Each line of the listing below must be retyped exactly, with images left out.

##### Records supplied #####

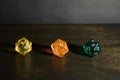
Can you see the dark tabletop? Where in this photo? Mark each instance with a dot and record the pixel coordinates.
(39, 64)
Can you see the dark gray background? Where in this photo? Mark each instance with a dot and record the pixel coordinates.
(59, 11)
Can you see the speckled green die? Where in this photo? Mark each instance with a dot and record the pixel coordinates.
(91, 48)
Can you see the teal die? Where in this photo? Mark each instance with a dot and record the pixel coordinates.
(91, 48)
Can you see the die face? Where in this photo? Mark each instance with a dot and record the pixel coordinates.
(23, 46)
(59, 48)
(91, 48)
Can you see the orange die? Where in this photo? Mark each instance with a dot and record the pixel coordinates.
(59, 48)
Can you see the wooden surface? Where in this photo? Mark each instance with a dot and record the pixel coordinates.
(39, 65)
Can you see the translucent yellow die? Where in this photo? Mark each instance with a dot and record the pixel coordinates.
(23, 46)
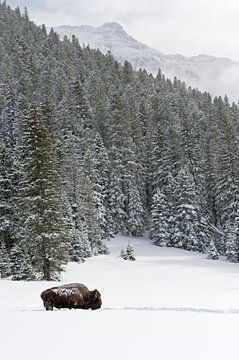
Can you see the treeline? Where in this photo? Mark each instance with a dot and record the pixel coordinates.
(90, 148)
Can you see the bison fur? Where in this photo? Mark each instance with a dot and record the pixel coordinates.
(71, 296)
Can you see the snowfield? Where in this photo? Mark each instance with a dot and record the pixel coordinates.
(168, 304)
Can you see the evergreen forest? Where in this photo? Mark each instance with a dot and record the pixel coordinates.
(90, 148)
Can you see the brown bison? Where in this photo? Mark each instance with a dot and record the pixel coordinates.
(71, 296)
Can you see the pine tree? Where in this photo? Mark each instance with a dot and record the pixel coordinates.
(212, 251)
(190, 232)
(160, 216)
(43, 223)
(7, 198)
(128, 253)
(5, 269)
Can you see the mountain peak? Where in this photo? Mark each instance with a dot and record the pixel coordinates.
(113, 26)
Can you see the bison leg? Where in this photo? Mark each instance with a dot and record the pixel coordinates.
(48, 306)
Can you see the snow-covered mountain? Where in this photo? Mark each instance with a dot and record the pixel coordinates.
(219, 76)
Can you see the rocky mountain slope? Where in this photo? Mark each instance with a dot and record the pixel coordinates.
(219, 76)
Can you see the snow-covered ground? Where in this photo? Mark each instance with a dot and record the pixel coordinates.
(168, 304)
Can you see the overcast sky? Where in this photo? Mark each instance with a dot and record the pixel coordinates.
(188, 27)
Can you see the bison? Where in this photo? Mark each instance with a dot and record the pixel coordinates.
(71, 296)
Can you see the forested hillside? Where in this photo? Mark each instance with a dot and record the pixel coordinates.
(89, 148)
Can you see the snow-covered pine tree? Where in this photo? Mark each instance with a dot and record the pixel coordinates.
(190, 231)
(136, 212)
(212, 251)
(128, 253)
(7, 199)
(44, 231)
(5, 269)
(160, 215)
(21, 264)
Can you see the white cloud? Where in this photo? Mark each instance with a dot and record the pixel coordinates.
(189, 27)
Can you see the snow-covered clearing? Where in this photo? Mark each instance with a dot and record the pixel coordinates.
(168, 304)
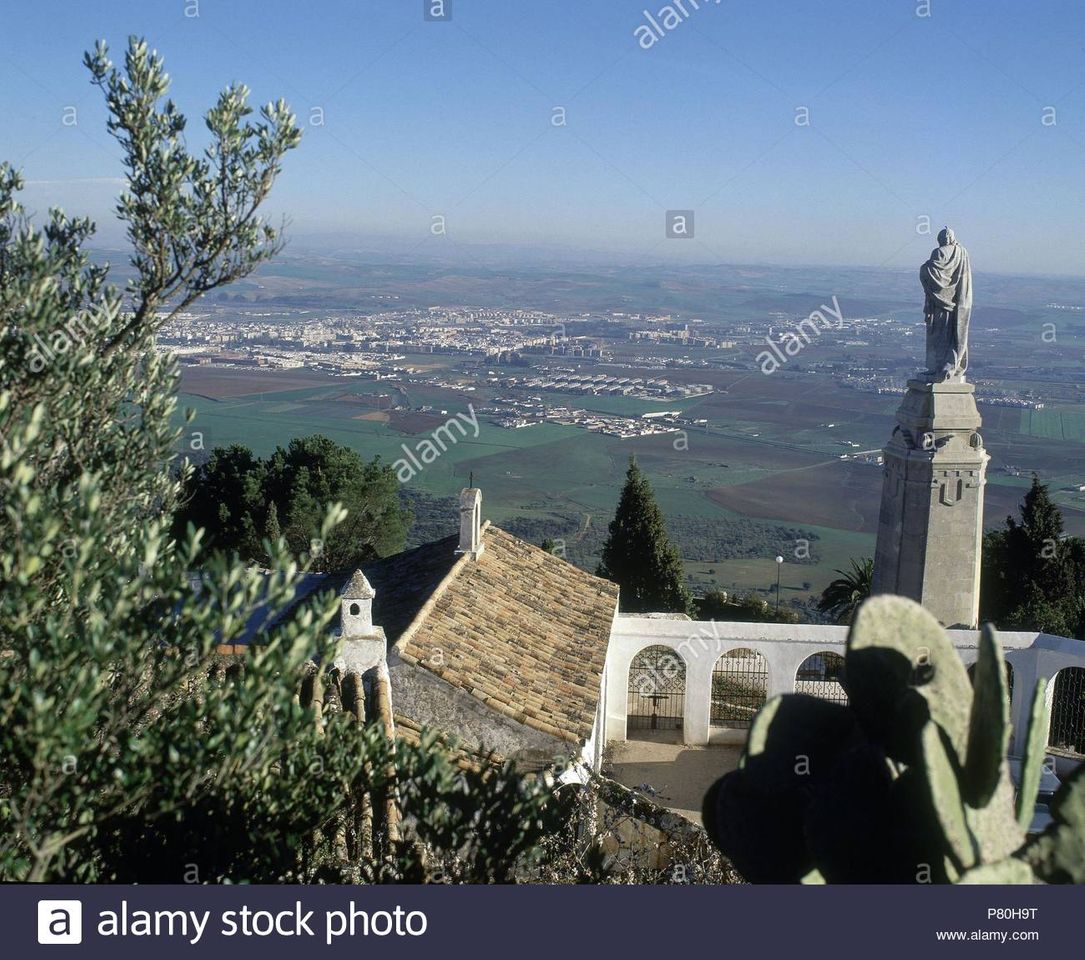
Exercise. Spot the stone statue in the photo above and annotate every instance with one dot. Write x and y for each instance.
(947, 283)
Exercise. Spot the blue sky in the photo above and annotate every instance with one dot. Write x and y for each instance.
(939, 116)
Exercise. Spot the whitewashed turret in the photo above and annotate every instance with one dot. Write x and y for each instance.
(471, 522)
(364, 643)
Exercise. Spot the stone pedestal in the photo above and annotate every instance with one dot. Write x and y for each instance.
(931, 524)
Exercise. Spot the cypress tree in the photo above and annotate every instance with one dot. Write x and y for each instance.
(1032, 573)
(638, 554)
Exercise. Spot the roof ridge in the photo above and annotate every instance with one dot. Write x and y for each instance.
(431, 601)
(601, 583)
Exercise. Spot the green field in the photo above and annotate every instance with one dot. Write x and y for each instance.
(765, 470)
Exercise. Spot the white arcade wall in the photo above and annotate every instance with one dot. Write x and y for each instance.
(700, 643)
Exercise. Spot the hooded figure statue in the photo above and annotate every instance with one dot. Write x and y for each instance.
(947, 308)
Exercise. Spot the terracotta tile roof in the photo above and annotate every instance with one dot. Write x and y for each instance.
(521, 630)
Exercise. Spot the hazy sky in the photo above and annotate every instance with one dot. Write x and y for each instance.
(947, 116)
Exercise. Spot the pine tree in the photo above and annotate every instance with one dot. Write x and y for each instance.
(1032, 573)
(638, 554)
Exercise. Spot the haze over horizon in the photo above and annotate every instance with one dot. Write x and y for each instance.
(407, 120)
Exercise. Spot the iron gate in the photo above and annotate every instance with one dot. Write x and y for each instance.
(656, 690)
(739, 685)
(819, 675)
(1068, 711)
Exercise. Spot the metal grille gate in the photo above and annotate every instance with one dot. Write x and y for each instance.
(739, 685)
(656, 690)
(819, 675)
(1068, 711)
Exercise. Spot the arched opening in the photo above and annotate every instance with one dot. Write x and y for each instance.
(1067, 732)
(1009, 678)
(739, 687)
(656, 694)
(820, 676)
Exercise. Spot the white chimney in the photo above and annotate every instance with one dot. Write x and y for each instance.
(471, 522)
(364, 643)
(356, 608)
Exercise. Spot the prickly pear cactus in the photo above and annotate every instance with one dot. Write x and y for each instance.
(908, 783)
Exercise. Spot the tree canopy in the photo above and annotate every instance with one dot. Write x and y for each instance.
(844, 594)
(639, 557)
(242, 501)
(128, 752)
(1033, 575)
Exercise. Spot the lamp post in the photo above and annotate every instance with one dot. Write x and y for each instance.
(779, 566)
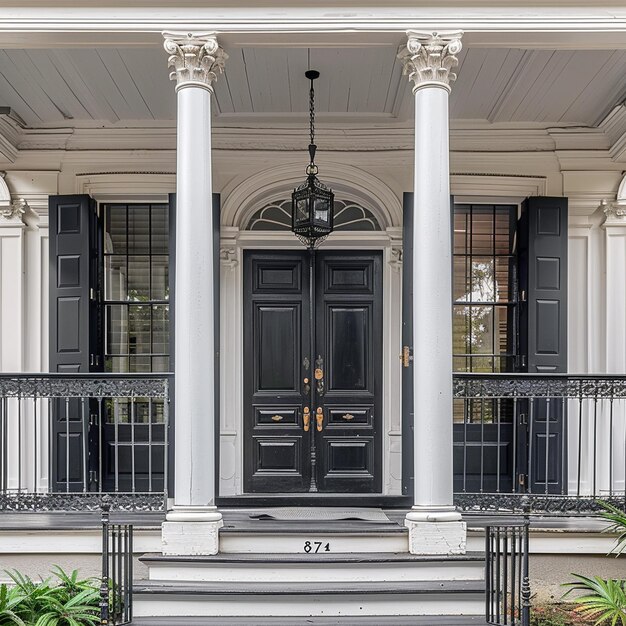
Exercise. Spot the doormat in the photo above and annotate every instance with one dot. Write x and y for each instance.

#####

▶ Finished exercise:
Can you see the dark tabletop? Where in this photo? Mark each instance with a dot and record the pixel coordinates.
(39, 64)
Can you see the dark gray background? Where in this photo? Mark each instance with a dot and record the pixel coordinates.
(59, 11)
Can you see the speckled green die? Where in this photo? Mark each instance with a dot and record the pixel coordinates.
(91, 48)
Can you see the teal die? Where in this photo? Mark each instance with a dot and record the pixel coordinates.
(91, 48)
Can you see the die face? Where in this photo? Mark each instance with a dot and record the pixel coordinates.
(23, 46)
(59, 48)
(91, 48)
Can you see the orange die? Where in this photo? Mark each instance with a dot and record the pixel coordinates.
(59, 48)
Can you see the wooden surface? Where in this photo? Mark each instance with a dot and record the pixel coordinates.
(39, 65)
Can you see the translucent yellow die? Where in this photo? Mark each instance with a dot and record the pixel coordinates.
(23, 46)
Can you see the treeline? Where in this photo? Mark each instance with a dot and record the pixel coordinates.
(90, 148)
Can you see the bison fur? Where in this photo? Mark each instance with a dot and record the pixel coordinates.
(71, 296)
Can you see the snowfield? Where in this photo? Mark each instance with a dot and record the pixel coordinates.
(168, 304)
Can you see the evergreen forest? Where in this photo? Mark each instance with a dot and record the pixel coordinates.
(90, 148)
Can you see the brown bison? Where in this photo? Mark each instance with a dot and record the pixel coordinates.
(71, 296)
Can you see the pine tree? Where in this photo? Mark each instance with a dot and record the pixel coordinates.
(212, 251)
(190, 232)
(160, 216)
(43, 223)
(7, 198)
(128, 253)
(5, 269)
Can you see the mountain peak? Where in this photo? Mark each instance with a dot and record the pixel coordinates.
(113, 26)
Can you see the bison leg? Where in this photo? Mark each instance with a dot and record the pixel coordinates.
(48, 306)
Can you see the snow-covered mountain? Where in this photo? Mark each instance with a dot and record the pixel coordinates.
(219, 76)
Can you see the rocky mountain slope? Where in this photo? Mark each instance with a dot and record the pixel coordinates.
(219, 76)
Can you see the snow-covered ground? Where in this photo? Mark each instance with a dot and record the pixel coordinates.
(168, 304)
Can you see the overcast sky? Where in this photo? Mark each instance with a dot and record the pixel coordinates.
(188, 27)
Can you see the bison? Where in this photo? Mark each instance with a dot and record the pixel coordinates.
(71, 296)
Can you see the forested hillside? Where in this photo? Mark each instance with a dot and record the pixel coordinates.
(89, 148)
Can you see the snow-covered pine tree? Where in this photo? Mark each instance with a dot and record the pixel coordinates.
(190, 231)
(136, 212)
(212, 251)
(128, 253)
(7, 199)
(44, 231)
(5, 269)
(160, 215)
(21, 264)
Can you see the white cloud? Where in this photo? Mark each instance with a dot and record the pixel coordinates.
(189, 27)
Can you see the snow-covered clearing? Where in this photo? Mark each instance with a dot and record the pixel coordinates.
(168, 304)
Exercise. Spot the stone statue in the photo above and annotate every instance with one dot. Write x and y for each instance.
(947, 283)
Exercise. Spot the blue sky in the photo above and annotate every instance with one dot. Write x and y for each instance.
(939, 116)
Exercise. Spot the whitewashed turret in the photo above and annotate every instance with one dot. Write x and y for each instance.
(471, 522)
(364, 643)
Exercise. Spot the stone pedestal in the photo above and annotate every instance with one dot. Write x and y for each instance.
(931, 524)
Exercise. Spot the cypress tree in the photo above and annotate every instance with one dot. Write x and y for each instance.
(1032, 573)
(638, 554)
Exercise. Spot the roof ridge in the photo above and annotate every instance with one dot. Write x and y for each instance.
(431, 601)
(601, 583)
Exercise. Spot the green field in the photo above and annotate every instance with one dot. Write x and y for each instance.
(765, 470)
Exercise. Spot the white arcade wall in the photo above and annotate every instance with one dot. Write x and y for each instance.
(700, 643)
Exercise. Spot the hooded figure statue in the photo above and annotate every instance with one dot. Write x and y for each instance.
(947, 308)
Exercise. Spot the terracotta tile roof in the photo above and annotate every instance with one dot. Write x and y for each instance.
(521, 630)
Exercise. Spot the hazy sky in the photo above and annotate every instance with one dot. Write x and y for each instance.
(947, 116)
Exercise. Spot the pine tree in the photo above and annotate every instance with one dot. Write x and y for each instance.
(1032, 573)
(638, 554)
Exercise. Spot the haze over horizon in the photo above and annotate every instance with one dot. Write x and y for each instance.
(407, 120)
Exercise. Spot the iron gate in the photo above and annotate every instance with one dot. Write x and y for each instance.
(656, 690)
(739, 685)
(819, 675)
(1068, 711)
Exercise. Spot the metal grille gate in the photo above and annotate every instance with one dot. Write x and y for each instance.
(739, 685)
(656, 690)
(819, 675)
(1068, 711)
Exercise. Spot the arched opening in the photo above and annotate every instance with one dot. Write x and y for each instance.
(1067, 732)
(1009, 678)
(739, 687)
(656, 694)
(820, 676)
Exercise. Spot the white chimney in the photo above and annotate every instance with one dot. Write x and y for each instance.
(471, 522)
(364, 643)
(356, 608)
Exercise. Spot the prickly pear cactus in the photo above and annotate every instance with one dot. Write x and y for each instance.
(908, 783)
Exercise. Spot the tree canopy in the photo above and annotate every instance with one dot. Write x and y for each instance.
(844, 594)
(639, 557)
(242, 501)
(128, 752)
(1033, 575)
Exercise. Spot the lamp post in the photo above and annotate every instance with one dot. Write x and y for each instance.
(779, 566)
Exercise. Spot the doormat in the photo above and annotate every instance with one dot. Write x and y for each instance.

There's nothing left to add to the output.